Copy out each line below that contains the string "poster".

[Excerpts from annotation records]
....................
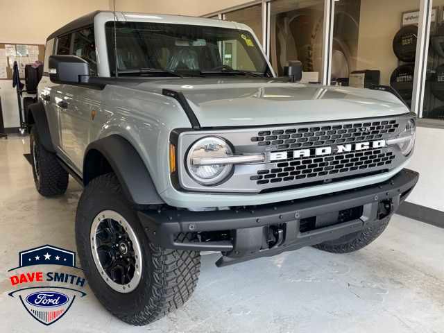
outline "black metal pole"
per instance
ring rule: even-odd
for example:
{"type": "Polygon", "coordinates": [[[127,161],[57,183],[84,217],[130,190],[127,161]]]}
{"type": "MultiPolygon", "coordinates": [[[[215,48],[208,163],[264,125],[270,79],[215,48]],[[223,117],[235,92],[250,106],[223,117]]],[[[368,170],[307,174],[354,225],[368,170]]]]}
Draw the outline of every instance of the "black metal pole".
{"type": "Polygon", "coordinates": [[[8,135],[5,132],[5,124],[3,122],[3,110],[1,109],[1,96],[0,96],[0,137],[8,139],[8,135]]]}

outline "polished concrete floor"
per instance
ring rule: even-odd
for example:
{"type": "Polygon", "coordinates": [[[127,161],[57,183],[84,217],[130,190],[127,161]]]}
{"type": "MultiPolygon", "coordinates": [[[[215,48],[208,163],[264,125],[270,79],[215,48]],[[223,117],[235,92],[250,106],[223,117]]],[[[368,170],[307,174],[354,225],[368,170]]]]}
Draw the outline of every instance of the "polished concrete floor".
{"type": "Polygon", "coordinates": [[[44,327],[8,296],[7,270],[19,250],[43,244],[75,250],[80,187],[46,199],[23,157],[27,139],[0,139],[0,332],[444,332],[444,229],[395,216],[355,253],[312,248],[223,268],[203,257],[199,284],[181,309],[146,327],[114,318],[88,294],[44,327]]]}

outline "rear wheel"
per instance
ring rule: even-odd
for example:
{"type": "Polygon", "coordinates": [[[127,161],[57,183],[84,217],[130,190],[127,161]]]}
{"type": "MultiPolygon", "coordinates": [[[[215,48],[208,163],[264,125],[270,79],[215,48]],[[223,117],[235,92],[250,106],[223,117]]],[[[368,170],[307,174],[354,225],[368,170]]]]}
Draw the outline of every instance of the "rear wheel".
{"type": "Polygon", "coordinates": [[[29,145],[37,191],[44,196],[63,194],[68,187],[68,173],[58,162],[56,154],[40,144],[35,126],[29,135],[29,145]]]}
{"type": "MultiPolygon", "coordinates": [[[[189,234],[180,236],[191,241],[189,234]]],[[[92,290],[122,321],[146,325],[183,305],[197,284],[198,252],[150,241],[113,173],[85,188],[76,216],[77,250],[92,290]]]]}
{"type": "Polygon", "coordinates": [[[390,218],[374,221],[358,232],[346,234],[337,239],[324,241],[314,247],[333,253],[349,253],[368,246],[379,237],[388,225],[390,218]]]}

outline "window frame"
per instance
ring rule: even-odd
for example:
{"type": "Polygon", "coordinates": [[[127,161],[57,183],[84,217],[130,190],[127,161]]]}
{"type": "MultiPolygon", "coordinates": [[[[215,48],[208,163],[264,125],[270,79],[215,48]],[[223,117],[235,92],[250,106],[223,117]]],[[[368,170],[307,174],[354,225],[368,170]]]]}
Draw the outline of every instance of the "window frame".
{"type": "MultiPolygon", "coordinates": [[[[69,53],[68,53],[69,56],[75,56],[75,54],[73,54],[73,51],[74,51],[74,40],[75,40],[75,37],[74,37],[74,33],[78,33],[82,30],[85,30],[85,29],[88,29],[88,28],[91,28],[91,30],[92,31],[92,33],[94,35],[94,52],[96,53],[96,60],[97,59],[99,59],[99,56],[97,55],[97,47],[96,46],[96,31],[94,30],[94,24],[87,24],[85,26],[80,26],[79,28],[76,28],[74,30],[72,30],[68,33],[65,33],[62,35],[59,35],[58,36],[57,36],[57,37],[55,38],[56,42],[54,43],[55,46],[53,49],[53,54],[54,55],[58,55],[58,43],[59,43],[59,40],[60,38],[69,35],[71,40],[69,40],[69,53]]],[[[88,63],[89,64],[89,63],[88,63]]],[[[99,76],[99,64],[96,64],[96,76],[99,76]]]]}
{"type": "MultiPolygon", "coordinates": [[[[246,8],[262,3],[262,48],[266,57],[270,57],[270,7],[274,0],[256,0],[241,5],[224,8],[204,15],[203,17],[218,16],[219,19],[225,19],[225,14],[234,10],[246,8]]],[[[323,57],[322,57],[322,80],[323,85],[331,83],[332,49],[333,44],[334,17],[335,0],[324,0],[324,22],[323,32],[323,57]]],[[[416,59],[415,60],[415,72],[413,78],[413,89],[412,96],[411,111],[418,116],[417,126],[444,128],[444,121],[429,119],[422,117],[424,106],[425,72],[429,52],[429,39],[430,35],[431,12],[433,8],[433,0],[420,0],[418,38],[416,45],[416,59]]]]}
....................
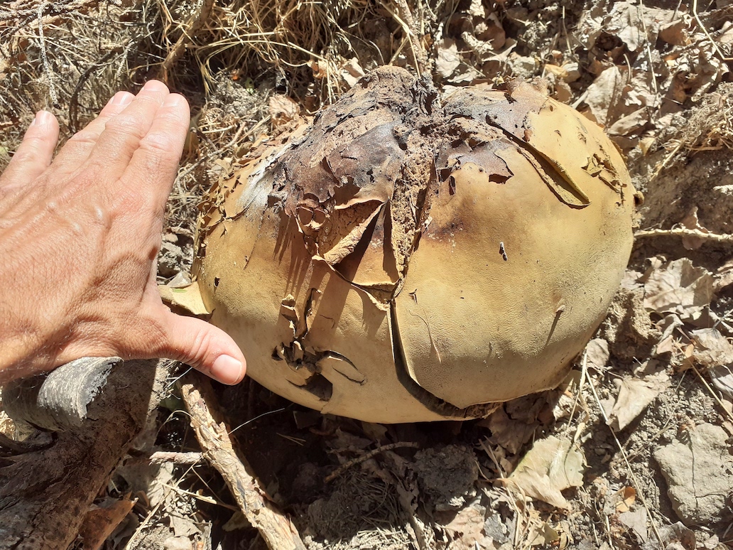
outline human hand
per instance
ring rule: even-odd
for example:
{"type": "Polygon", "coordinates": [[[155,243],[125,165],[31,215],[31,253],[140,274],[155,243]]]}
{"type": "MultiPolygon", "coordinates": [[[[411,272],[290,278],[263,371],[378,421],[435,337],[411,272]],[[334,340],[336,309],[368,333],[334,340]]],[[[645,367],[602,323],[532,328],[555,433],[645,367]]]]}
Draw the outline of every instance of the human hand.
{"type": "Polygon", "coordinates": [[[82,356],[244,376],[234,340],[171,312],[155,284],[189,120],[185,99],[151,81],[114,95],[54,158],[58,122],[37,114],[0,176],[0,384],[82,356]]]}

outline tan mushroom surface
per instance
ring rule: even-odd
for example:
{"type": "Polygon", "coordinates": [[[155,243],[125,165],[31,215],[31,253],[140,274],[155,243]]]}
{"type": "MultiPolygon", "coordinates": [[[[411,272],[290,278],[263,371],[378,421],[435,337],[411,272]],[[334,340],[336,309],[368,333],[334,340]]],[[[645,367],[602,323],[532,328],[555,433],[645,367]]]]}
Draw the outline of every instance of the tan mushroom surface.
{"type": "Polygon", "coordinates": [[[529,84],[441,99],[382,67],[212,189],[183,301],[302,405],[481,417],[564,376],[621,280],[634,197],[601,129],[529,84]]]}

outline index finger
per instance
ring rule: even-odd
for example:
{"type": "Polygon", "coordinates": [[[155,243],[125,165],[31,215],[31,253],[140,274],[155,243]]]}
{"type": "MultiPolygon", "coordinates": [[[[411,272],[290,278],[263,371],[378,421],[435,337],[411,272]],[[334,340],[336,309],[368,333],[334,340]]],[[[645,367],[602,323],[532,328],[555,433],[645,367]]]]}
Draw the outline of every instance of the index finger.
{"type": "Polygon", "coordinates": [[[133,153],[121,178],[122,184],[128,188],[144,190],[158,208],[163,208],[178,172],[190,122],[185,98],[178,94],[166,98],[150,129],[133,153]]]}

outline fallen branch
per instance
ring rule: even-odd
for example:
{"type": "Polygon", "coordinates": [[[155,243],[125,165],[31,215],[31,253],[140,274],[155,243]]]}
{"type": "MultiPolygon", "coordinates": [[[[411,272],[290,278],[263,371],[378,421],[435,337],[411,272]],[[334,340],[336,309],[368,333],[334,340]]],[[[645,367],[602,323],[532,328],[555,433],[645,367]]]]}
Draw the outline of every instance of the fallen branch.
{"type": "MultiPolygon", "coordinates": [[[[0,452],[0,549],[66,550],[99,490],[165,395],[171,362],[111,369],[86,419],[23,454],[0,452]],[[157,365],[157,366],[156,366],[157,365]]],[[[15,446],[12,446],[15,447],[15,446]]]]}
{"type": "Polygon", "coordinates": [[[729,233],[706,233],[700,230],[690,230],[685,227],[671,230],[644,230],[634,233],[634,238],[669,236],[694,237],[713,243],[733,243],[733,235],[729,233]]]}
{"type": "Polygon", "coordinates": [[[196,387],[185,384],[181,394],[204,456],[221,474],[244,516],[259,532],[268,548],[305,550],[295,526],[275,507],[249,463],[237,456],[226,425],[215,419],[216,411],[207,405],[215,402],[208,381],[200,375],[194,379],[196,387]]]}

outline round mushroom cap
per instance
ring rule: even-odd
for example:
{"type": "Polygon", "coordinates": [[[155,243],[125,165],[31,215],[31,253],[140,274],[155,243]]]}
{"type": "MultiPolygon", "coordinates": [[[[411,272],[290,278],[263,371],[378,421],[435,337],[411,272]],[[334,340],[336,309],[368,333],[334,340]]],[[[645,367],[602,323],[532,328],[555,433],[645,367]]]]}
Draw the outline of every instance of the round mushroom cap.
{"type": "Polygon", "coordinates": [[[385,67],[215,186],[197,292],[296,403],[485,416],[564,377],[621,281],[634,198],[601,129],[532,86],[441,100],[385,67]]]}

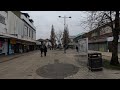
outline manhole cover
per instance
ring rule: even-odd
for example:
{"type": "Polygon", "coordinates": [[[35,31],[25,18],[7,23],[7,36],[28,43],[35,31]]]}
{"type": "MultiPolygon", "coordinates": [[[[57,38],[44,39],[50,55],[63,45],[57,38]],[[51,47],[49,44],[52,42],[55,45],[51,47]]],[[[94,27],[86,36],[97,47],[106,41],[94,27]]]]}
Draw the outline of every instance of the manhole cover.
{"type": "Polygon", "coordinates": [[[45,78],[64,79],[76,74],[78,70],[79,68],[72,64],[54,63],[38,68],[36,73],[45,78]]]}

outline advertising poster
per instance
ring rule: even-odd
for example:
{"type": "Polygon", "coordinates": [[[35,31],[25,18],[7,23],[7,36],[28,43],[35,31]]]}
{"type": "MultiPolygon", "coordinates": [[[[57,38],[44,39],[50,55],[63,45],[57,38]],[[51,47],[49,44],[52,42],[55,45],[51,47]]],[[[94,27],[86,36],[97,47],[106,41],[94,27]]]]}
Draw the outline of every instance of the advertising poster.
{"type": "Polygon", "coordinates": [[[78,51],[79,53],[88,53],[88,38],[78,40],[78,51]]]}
....................
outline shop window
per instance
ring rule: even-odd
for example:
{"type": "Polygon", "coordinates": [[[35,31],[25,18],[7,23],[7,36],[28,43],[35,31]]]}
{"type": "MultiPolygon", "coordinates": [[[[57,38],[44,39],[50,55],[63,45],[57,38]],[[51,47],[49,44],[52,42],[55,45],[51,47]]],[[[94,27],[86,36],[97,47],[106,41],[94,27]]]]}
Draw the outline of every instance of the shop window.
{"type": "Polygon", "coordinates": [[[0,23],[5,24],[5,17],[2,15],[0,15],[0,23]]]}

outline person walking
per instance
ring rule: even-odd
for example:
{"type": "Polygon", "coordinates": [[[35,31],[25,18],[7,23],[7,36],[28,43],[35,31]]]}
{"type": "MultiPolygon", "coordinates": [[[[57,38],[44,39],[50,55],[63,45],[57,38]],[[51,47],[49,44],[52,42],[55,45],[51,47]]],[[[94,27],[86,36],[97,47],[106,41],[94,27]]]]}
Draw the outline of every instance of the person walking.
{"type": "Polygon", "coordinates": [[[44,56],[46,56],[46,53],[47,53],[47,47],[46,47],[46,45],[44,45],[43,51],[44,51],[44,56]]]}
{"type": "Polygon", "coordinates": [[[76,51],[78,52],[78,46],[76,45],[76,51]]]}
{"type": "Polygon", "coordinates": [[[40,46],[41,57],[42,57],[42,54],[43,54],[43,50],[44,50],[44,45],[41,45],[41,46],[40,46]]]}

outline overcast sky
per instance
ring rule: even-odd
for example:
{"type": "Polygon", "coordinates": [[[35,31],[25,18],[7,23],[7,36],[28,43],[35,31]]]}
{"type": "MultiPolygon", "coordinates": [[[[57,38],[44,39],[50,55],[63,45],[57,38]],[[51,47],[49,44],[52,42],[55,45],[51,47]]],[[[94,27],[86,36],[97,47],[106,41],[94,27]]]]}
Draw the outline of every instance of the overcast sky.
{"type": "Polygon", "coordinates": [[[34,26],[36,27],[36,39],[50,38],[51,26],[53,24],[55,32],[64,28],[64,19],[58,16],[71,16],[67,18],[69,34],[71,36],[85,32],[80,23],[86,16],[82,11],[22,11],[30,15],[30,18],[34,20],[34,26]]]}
....................
- ANSWER
outline advertising poster
Draw the outline of every instance of the advertising poster.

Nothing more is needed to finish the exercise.